[EXERCISE REQUIREMENTS]:
Once the line containing "Each <instance> block defines" is found in the entries below, restate it and each following line word for word, stopping after the line containing "positive clicks: (157, 262)".

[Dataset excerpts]
---+---

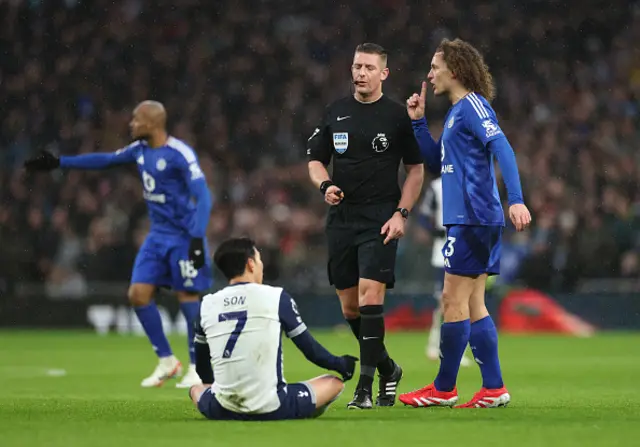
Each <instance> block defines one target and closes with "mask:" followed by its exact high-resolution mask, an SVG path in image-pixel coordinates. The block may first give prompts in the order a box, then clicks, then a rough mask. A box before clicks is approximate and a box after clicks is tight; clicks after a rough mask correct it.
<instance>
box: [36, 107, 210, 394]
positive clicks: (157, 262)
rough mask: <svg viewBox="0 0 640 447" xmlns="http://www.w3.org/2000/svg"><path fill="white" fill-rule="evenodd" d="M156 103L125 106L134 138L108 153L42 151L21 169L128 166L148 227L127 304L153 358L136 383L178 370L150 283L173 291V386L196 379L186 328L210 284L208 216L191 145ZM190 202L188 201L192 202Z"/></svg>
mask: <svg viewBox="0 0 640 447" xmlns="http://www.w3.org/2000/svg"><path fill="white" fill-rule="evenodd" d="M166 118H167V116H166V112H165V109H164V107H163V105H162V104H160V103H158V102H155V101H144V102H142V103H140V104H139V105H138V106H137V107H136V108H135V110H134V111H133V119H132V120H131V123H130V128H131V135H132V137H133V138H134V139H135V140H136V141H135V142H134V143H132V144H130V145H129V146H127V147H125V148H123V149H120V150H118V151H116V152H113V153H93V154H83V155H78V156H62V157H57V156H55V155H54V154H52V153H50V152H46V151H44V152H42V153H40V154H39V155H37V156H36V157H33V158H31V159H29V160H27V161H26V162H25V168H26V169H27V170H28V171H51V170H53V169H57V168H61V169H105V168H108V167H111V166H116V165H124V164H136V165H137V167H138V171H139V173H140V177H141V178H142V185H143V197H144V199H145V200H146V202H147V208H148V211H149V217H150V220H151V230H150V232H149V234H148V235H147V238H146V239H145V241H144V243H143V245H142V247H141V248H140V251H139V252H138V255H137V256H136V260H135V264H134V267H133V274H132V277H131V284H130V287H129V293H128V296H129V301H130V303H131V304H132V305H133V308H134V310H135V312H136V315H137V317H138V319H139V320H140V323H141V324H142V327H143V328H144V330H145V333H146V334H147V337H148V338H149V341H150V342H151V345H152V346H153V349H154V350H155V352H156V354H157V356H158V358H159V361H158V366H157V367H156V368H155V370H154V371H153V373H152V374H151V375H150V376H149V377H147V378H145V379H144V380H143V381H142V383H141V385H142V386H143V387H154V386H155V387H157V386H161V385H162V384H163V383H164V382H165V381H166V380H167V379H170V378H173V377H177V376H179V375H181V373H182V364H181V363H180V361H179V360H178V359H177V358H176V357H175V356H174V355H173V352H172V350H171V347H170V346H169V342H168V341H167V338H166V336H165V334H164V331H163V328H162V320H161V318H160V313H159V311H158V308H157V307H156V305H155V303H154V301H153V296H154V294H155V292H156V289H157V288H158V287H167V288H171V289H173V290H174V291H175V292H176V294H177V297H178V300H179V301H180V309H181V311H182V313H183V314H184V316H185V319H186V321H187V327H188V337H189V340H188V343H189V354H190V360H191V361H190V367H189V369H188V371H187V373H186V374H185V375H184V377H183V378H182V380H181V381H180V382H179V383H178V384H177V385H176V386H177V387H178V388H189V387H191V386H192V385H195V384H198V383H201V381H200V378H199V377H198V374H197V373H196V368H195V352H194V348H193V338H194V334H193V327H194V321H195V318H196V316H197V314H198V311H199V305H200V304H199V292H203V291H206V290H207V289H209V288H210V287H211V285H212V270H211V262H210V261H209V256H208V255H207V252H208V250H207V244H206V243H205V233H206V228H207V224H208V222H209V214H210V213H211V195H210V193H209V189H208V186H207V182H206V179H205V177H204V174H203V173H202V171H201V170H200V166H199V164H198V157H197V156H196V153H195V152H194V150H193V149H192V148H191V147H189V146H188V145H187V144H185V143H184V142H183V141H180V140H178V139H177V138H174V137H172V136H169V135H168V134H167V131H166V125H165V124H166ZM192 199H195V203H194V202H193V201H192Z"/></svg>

---+---

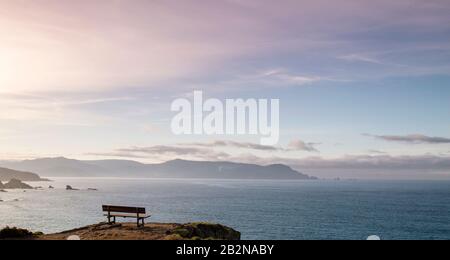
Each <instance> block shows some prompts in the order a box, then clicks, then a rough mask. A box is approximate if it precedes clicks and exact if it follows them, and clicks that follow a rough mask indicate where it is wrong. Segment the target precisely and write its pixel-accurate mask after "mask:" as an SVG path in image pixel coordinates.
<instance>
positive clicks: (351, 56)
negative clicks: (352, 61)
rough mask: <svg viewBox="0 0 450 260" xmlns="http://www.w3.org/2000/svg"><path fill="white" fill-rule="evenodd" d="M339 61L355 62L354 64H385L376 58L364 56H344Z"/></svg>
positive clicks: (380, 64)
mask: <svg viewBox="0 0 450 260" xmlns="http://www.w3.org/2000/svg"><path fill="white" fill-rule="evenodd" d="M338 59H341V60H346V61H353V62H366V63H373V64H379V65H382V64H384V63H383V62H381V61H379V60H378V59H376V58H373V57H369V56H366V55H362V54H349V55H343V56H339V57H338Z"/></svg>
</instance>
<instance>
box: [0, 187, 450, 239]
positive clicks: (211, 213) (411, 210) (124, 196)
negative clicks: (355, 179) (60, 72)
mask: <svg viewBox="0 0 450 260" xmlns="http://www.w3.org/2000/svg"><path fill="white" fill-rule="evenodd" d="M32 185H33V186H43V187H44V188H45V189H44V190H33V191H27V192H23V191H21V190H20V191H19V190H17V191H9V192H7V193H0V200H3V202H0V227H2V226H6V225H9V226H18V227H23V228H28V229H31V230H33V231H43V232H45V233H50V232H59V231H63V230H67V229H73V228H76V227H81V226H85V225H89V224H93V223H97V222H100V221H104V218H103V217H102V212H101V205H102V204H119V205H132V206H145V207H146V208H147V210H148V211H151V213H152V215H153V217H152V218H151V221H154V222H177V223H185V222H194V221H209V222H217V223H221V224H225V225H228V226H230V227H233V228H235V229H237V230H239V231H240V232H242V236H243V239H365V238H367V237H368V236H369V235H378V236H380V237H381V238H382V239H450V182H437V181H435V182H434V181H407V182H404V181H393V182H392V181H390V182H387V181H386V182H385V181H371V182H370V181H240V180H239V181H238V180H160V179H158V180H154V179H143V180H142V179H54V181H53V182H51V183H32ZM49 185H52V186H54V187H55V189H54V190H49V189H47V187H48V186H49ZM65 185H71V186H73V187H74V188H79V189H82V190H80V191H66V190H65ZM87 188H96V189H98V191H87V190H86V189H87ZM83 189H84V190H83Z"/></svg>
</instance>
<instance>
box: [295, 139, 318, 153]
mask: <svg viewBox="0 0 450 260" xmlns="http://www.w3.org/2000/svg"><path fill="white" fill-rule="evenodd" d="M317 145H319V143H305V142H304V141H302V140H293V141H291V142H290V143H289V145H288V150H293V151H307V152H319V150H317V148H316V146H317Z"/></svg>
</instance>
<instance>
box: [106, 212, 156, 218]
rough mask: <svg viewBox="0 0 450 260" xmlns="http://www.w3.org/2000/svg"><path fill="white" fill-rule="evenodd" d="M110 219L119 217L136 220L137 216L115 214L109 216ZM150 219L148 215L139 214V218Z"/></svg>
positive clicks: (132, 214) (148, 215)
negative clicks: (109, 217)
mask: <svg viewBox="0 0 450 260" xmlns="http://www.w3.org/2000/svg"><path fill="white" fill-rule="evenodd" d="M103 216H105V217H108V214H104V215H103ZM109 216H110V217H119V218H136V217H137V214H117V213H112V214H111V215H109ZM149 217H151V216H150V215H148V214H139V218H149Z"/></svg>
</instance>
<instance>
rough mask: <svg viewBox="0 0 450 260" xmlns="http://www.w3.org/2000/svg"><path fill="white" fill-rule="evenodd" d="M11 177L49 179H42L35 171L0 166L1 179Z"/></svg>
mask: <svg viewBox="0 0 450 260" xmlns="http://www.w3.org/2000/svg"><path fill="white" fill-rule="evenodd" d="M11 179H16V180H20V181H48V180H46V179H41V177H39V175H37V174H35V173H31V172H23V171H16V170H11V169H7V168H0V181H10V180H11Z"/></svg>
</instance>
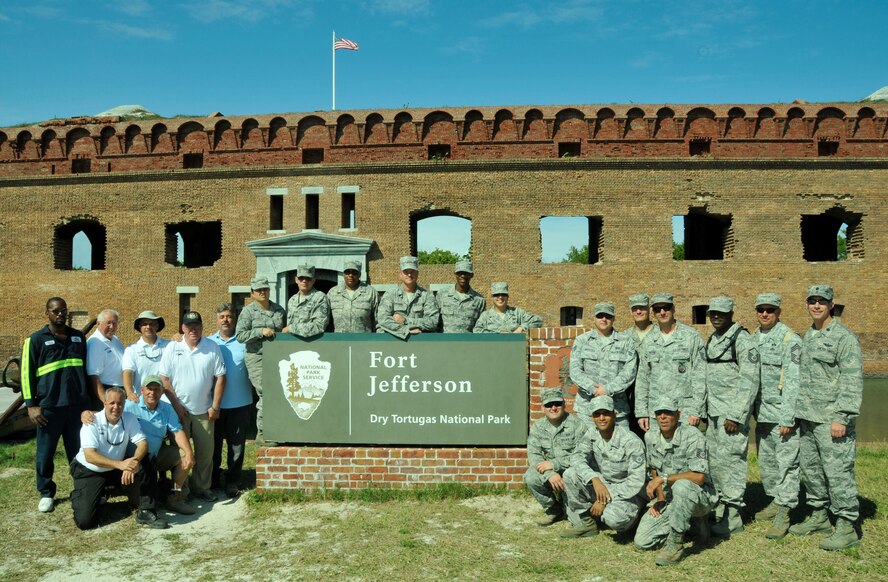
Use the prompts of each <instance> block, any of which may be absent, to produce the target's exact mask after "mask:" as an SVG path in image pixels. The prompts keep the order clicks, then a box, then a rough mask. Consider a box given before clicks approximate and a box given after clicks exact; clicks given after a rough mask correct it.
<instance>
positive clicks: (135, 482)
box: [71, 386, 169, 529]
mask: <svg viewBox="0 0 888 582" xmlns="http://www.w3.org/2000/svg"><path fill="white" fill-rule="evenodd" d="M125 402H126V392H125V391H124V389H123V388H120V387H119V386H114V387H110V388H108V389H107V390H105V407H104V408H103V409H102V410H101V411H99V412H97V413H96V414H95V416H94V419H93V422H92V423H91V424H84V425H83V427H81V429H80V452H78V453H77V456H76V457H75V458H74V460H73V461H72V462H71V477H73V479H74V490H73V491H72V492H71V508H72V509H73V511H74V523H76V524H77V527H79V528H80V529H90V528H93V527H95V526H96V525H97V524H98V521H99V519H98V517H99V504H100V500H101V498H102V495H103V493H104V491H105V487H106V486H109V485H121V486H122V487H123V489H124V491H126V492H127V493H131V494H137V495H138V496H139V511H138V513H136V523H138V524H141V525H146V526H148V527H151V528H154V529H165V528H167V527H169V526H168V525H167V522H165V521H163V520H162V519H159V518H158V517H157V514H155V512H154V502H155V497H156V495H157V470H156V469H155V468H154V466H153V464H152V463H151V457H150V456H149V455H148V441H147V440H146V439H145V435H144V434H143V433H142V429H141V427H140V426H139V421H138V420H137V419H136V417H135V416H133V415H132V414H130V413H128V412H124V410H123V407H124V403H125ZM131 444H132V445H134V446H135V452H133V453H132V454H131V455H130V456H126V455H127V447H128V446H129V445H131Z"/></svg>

---+---

[ANSWER AREA]:
Each <instance> block defines one target and closes with "mask:" followed by its exact high-resolution mask, an SVG path in image-pixel coordinates. The block may first give prompts in the order a box, then clicks, then a rough mask. A box before clicks is approximate and a box after clicks is tight; clicks after a rough mask correct it.
<instance>
box: [36, 107, 210, 394]
positive clicks: (157, 262)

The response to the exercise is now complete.